• Task goal: In the listing that follows, how many lines have the word "segment" in them? Give only the number.

• Data section:

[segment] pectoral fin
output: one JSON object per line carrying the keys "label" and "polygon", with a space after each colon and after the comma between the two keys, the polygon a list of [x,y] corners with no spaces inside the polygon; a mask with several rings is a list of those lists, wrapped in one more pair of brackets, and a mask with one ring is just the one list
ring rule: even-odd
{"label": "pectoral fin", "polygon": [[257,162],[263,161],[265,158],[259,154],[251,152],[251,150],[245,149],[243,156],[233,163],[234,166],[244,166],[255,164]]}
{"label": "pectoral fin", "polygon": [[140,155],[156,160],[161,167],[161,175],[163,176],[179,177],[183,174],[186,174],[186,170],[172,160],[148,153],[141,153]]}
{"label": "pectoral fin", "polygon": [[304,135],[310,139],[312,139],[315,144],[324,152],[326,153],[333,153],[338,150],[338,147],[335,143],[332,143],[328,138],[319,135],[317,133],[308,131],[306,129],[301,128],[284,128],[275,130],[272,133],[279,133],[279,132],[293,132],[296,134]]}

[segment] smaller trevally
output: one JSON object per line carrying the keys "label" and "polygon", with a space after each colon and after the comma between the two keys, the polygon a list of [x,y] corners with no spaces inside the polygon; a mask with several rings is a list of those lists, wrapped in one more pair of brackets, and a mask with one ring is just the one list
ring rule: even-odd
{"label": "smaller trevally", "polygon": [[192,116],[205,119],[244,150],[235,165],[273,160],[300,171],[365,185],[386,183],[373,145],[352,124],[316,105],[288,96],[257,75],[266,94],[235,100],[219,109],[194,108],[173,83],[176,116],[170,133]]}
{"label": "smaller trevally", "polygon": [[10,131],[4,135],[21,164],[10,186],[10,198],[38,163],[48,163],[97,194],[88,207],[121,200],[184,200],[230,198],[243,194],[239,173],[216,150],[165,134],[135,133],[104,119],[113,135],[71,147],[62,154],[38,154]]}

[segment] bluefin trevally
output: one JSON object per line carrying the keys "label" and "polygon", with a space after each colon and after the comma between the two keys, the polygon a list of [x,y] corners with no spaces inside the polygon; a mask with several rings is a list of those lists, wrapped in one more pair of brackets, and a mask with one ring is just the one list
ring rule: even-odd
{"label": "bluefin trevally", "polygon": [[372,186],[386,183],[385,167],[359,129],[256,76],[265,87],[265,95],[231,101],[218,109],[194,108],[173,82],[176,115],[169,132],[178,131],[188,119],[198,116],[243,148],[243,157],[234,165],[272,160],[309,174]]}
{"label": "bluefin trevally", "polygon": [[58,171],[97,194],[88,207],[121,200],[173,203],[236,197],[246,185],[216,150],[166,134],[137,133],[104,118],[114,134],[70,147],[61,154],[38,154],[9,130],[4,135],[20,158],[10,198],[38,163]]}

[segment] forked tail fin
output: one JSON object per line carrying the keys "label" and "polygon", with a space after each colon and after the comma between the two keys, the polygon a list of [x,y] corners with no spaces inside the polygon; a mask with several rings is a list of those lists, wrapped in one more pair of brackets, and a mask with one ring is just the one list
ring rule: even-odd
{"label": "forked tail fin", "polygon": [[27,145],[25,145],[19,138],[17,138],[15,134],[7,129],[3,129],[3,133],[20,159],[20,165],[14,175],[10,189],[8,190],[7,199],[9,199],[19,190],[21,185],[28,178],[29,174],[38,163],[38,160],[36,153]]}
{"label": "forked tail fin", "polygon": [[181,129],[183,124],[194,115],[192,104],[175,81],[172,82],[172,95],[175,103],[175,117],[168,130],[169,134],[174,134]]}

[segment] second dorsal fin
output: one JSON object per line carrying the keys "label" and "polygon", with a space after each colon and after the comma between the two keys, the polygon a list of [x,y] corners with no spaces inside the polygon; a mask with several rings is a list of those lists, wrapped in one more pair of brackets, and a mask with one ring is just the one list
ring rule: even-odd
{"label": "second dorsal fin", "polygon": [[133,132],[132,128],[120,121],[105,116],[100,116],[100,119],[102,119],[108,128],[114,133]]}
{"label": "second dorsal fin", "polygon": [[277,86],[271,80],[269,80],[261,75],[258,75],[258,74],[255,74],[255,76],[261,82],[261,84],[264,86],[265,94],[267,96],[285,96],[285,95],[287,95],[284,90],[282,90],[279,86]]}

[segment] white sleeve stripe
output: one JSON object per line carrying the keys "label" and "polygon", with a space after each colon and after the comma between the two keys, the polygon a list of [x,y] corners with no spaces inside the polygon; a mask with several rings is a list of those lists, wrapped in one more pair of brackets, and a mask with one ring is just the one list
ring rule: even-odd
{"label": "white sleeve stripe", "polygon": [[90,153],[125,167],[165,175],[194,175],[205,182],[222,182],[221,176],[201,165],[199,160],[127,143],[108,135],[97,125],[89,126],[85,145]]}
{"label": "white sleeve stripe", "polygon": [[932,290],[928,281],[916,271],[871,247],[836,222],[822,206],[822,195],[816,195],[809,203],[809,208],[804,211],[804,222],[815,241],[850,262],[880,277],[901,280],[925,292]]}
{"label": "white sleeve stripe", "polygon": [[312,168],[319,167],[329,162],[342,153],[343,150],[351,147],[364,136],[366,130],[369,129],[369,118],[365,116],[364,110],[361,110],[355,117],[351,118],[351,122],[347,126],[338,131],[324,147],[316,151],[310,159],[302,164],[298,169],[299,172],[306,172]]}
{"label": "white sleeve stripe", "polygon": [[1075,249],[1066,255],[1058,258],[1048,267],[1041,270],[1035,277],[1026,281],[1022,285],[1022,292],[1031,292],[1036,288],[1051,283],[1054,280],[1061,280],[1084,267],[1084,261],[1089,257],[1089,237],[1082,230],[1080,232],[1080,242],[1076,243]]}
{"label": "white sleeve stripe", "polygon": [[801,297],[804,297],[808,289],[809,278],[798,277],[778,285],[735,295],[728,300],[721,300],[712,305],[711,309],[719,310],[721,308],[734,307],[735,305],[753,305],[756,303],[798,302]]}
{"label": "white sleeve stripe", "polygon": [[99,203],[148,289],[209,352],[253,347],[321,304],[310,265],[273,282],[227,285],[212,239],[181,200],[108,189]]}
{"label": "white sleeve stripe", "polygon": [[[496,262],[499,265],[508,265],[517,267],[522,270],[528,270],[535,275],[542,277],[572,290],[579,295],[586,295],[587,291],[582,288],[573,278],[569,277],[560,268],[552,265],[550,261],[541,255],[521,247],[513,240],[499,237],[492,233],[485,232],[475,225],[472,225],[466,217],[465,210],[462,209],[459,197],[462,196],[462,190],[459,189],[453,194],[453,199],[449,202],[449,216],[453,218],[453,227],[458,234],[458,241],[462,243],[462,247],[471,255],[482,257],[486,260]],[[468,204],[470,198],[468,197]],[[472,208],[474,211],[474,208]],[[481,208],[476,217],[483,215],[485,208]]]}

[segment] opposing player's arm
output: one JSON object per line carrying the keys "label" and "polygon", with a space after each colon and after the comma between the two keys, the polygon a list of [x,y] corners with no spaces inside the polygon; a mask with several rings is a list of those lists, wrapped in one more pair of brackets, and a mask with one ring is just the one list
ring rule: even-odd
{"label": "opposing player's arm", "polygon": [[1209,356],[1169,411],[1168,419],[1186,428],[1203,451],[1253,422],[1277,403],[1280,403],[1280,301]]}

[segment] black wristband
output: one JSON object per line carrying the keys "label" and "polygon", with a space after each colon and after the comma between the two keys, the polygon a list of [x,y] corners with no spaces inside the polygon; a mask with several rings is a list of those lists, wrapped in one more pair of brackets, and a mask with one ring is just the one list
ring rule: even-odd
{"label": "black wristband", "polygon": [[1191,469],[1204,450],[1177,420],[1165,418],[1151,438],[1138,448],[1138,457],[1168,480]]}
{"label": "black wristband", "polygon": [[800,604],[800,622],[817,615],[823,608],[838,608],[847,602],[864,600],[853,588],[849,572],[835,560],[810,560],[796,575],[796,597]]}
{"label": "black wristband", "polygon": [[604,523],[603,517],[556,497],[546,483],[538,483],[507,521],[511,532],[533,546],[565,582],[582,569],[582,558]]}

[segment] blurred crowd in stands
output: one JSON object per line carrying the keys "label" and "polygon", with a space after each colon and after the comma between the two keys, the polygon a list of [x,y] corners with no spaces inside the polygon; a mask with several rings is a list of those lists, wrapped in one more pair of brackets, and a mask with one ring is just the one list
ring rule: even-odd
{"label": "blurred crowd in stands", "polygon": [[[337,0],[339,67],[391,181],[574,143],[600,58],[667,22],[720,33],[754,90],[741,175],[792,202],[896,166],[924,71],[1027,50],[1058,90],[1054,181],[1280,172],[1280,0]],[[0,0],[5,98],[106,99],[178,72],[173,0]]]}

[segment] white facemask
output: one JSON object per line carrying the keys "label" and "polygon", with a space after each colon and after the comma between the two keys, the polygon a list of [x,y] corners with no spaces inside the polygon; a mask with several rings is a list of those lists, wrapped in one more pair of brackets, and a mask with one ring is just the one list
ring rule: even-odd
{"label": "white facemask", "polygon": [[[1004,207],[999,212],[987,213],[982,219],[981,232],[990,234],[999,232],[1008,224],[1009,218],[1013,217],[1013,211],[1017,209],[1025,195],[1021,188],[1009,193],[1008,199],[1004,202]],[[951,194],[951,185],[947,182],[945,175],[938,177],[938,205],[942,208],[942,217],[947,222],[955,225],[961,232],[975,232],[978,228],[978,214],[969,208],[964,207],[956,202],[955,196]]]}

• Answer: 10